MATERIAL TO PROCESS:
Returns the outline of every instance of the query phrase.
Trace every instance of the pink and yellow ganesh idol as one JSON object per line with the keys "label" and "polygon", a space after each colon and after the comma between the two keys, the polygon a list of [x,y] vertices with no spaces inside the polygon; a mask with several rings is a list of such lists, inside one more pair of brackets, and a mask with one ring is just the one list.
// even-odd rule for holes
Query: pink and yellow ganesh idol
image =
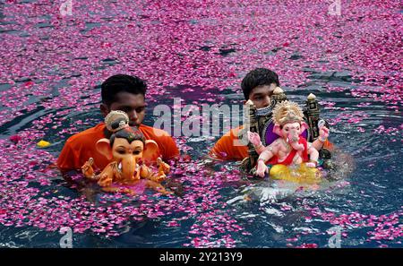
{"label": "pink and yellow ganesh idol", "polygon": [[[159,158],[158,144],[145,140],[136,127],[129,126],[129,117],[122,111],[112,111],[105,117],[107,129],[112,133],[109,139],[97,142],[96,148],[111,162],[98,175],[90,158],[82,166],[85,177],[97,181],[105,192],[136,193],[139,186],[153,188],[168,193],[160,184],[169,172],[169,165]],[[145,162],[157,160],[159,169],[153,171]]]}
{"label": "pink and yellow ganesh idol", "polygon": [[[256,175],[263,177],[268,172],[268,163],[273,165],[270,170],[273,179],[306,183],[320,181],[321,173],[316,169],[319,152],[301,136],[308,127],[301,107],[286,100],[277,104],[272,114],[273,132],[279,138],[270,145],[264,147],[257,133],[248,132],[248,139],[259,154]],[[322,127],[319,138],[326,140],[328,136],[329,130]]]}

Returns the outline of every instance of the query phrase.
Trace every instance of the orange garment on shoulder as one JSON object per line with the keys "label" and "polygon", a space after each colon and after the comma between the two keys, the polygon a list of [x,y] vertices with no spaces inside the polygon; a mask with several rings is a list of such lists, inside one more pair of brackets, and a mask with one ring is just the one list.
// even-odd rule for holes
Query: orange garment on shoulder
{"label": "orange garment on shoulder", "polygon": [[[71,136],[65,142],[57,159],[57,167],[61,170],[81,169],[90,159],[94,159],[94,169],[103,169],[110,162],[95,149],[97,142],[104,135],[105,123]],[[141,124],[139,130],[146,140],[153,140],[159,148],[163,160],[168,160],[179,156],[179,150],[174,139],[165,131]]]}
{"label": "orange garment on shoulder", "polygon": [[[236,146],[234,143],[238,142],[238,133],[242,130],[243,126],[239,126],[231,129],[227,133],[223,135],[214,145],[214,147],[209,151],[209,156],[213,159],[222,160],[242,160],[248,157],[248,146]],[[323,147],[329,150],[333,150],[333,144],[326,140]]]}
{"label": "orange garment on shoulder", "polygon": [[[241,145],[238,133],[244,126],[231,129],[223,135],[209,151],[209,156],[223,160],[242,160],[249,156],[248,146]],[[238,143],[239,145],[235,145]]]}

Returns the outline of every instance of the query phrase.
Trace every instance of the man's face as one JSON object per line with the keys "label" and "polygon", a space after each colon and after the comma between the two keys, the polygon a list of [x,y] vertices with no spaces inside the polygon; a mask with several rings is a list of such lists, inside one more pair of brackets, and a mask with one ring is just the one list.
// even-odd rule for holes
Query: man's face
{"label": "man's face", "polygon": [[110,111],[120,110],[129,116],[129,125],[139,126],[144,119],[146,103],[142,94],[133,94],[121,91],[116,94],[116,100],[107,107],[101,104],[100,109],[104,116]]}
{"label": "man's face", "polygon": [[276,87],[275,83],[255,87],[249,94],[249,99],[253,102],[256,108],[267,107],[271,103],[271,95],[273,95]]}

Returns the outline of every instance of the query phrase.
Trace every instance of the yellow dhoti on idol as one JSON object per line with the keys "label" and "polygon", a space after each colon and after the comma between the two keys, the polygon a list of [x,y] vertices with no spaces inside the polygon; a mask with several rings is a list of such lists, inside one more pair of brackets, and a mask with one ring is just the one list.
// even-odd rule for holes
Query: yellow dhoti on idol
{"label": "yellow dhoti on idol", "polygon": [[308,167],[305,164],[286,166],[277,164],[271,167],[270,176],[272,179],[287,180],[303,184],[319,184],[322,181],[321,171]]}

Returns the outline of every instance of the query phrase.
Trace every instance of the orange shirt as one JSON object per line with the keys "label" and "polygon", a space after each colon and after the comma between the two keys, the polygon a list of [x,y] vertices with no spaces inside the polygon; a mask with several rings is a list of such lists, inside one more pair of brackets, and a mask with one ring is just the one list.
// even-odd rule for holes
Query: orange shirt
{"label": "orange shirt", "polygon": [[[248,146],[234,144],[236,142],[239,142],[238,133],[242,128],[243,126],[241,125],[231,129],[227,133],[223,135],[210,150],[210,157],[223,160],[242,160],[248,157]],[[324,142],[323,147],[330,151],[333,150],[333,144],[328,140]]]}
{"label": "orange shirt", "polygon": [[[103,169],[110,162],[95,149],[97,142],[104,135],[105,123],[71,136],[65,142],[57,159],[57,167],[63,170],[81,169],[90,159],[94,159],[94,169]],[[163,160],[168,160],[179,155],[179,150],[174,139],[165,131],[141,124],[140,131],[146,140],[153,140],[159,148]]]}

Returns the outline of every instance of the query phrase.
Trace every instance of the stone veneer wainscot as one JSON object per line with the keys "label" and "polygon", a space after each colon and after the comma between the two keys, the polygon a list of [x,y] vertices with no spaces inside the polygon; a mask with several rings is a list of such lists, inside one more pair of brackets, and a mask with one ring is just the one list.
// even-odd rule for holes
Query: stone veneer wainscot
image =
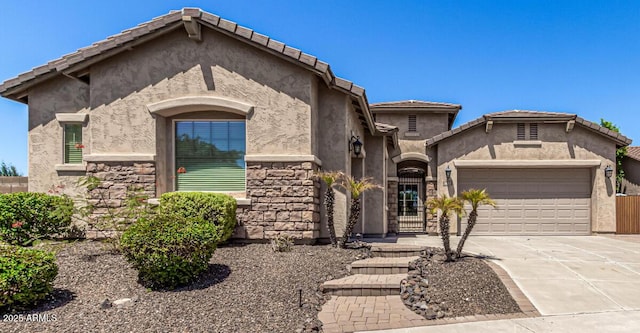
{"label": "stone veneer wainscot", "polygon": [[312,162],[247,162],[247,199],[238,207],[234,237],[289,235],[313,241],[320,235],[320,182]]}

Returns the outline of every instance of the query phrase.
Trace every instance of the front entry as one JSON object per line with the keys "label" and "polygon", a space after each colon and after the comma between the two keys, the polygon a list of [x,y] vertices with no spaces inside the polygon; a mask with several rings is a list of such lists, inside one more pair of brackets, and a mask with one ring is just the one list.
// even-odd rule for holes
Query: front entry
{"label": "front entry", "polygon": [[425,232],[424,171],[406,168],[398,171],[398,231]]}

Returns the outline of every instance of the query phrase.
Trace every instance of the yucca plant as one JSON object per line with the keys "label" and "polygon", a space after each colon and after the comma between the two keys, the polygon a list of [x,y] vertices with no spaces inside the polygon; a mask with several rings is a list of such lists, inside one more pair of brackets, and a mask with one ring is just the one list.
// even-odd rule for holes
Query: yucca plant
{"label": "yucca plant", "polygon": [[360,218],[360,197],[362,196],[362,193],[382,187],[374,183],[372,178],[363,177],[358,180],[349,175],[344,175],[342,177],[340,185],[351,193],[349,219],[344,228],[342,239],[340,240],[340,247],[344,248],[347,244],[347,240],[349,239],[349,235],[353,232],[353,228],[356,226],[356,223],[358,223],[358,219]]}
{"label": "yucca plant", "polygon": [[469,189],[460,194],[460,199],[464,203],[469,203],[471,205],[471,213],[467,217],[467,228],[464,230],[462,234],[462,238],[460,238],[460,242],[458,242],[458,248],[456,249],[456,258],[460,258],[460,254],[462,253],[462,248],[464,247],[464,242],[467,241],[467,237],[471,234],[471,230],[476,225],[478,221],[478,207],[482,205],[488,205],[491,207],[496,207],[496,202],[489,197],[489,193],[487,193],[486,189],[478,190],[478,189]]}
{"label": "yucca plant", "polygon": [[323,171],[317,174],[325,184],[327,184],[327,191],[324,193],[324,206],[327,210],[327,229],[329,229],[329,239],[332,246],[337,246],[338,241],[336,239],[336,227],[333,223],[333,205],[336,199],[335,190],[333,187],[337,182],[343,178],[344,173],[340,171]]}
{"label": "yucca plant", "polygon": [[442,238],[442,245],[444,246],[444,252],[447,257],[447,261],[452,261],[451,245],[449,244],[449,228],[450,228],[450,215],[455,213],[460,216],[463,212],[462,200],[457,197],[436,197],[427,201],[427,207],[432,214],[440,211],[440,237]]}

EXERCISE PROMPT: Show every line of the records that contains the word "stone".

COMPLETED EXERCISE:
Trace every instance of the stone veneer wainscot as one JSON object per line with the keys "label" and "polygon", a space after each colon and after the comma between the two keys, the polygon a list of [x,y] vertices with no spaces inside the polygon; a mask with several rings is a list of such lists, inside one more pair of brackets, and a mask with one ring is just the one list.
Query: stone veneer wainscot
{"label": "stone veneer wainscot", "polygon": [[312,162],[247,162],[247,199],[238,207],[234,237],[289,235],[313,241],[320,235],[320,182]]}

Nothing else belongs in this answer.